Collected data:
|---|
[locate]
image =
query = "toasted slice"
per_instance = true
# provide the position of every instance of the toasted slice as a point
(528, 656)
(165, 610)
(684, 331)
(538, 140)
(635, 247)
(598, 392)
|---|
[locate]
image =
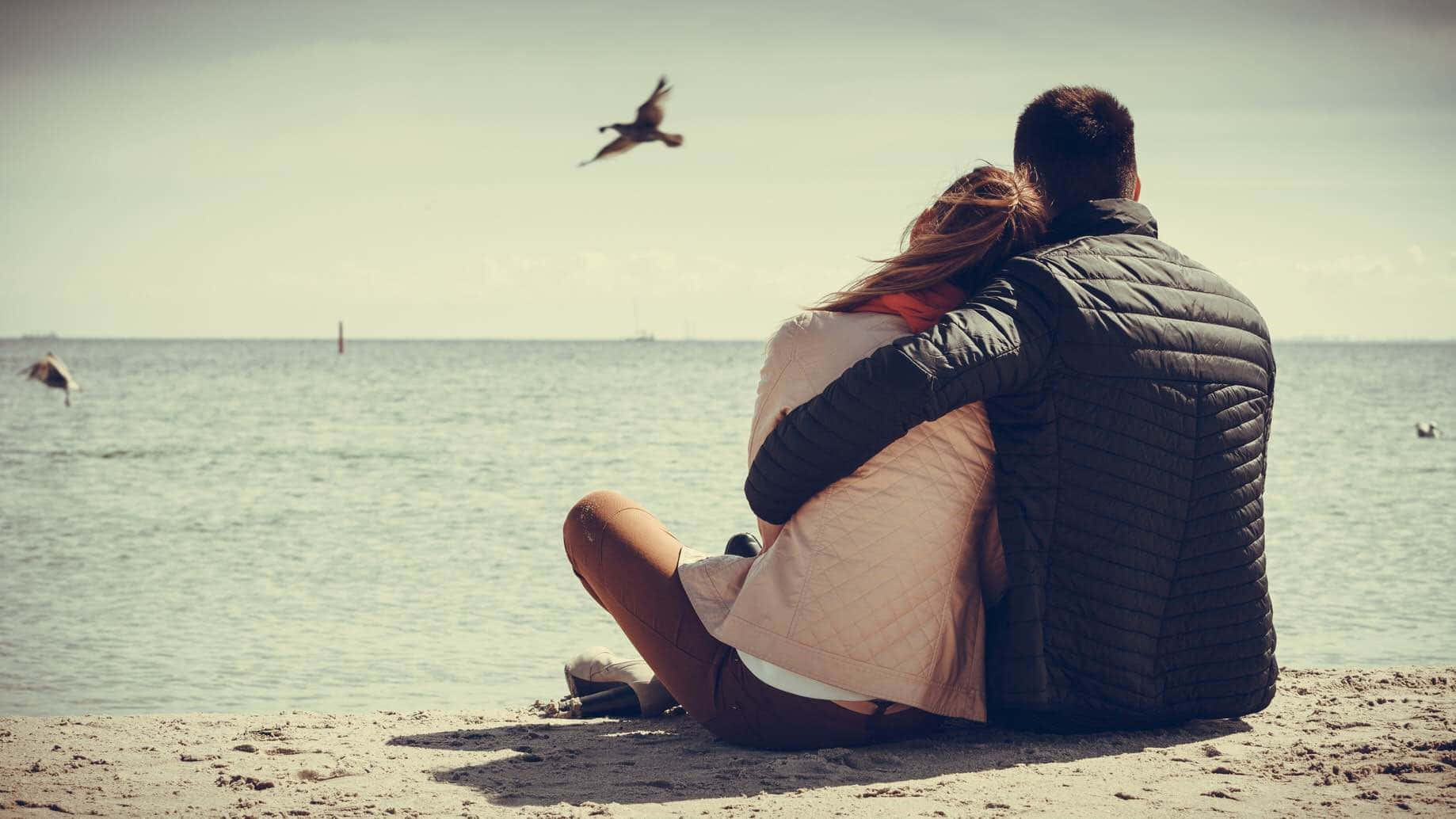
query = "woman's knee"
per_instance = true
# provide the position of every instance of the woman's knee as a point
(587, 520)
|---|
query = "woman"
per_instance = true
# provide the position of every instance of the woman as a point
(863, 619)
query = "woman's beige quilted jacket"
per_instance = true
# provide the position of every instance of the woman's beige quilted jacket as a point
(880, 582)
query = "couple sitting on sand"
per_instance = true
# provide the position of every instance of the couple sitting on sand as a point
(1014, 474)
|---|
WHAT TO DO:
Whenever a line in the entries holds the word "query", copy that line.

SOLUTION TO THIS EXERCISE:
query = "toasted slice"
query = "woman's knee"
query = "woman"
query = "woman's beige quilted jacket"
query = "couple sitting on sand"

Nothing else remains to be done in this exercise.